*Named-object pointing entries*.

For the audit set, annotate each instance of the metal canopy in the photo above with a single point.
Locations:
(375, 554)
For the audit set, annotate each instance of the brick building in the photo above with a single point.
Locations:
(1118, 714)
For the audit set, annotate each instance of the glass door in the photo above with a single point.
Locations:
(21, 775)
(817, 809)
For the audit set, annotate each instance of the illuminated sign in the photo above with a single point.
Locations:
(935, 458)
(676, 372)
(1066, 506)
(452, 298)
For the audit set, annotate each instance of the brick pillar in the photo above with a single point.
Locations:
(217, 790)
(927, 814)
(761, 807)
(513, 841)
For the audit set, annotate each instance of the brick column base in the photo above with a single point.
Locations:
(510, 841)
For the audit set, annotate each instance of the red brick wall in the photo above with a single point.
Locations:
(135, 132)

*Written problem*.
Reproduce every entry above, substituting "review batch" for each occurrence of "audit set" and leaving all other text unchanged.

*The output*.
For the review batch, annotate each instance of the metal canopy in the photo above with a single point.
Locations:
(375, 554)
For the review batch, annotate each instance of the brick building in the photo above with a single point.
Locations:
(1118, 714)
For the review batch, annotate each instance of the glass door in the photo above with a single point.
Locations:
(21, 775)
(817, 809)
For the review batch, annotate each instance of the illuminated sign in the photo above with a single point.
Locations:
(935, 458)
(676, 372)
(1066, 506)
(452, 298)
For the review batch, annotate each instance of the brick pillar in the photo above with a single point.
Locations:
(217, 790)
(927, 814)
(761, 807)
(513, 841)
For the review batch, annotate each instance of the brick column base in the photo above with a single point.
Locations:
(510, 841)
For the review batch, annotate each instance of the red brick wall in the photo above with a single point.
Locations:
(135, 132)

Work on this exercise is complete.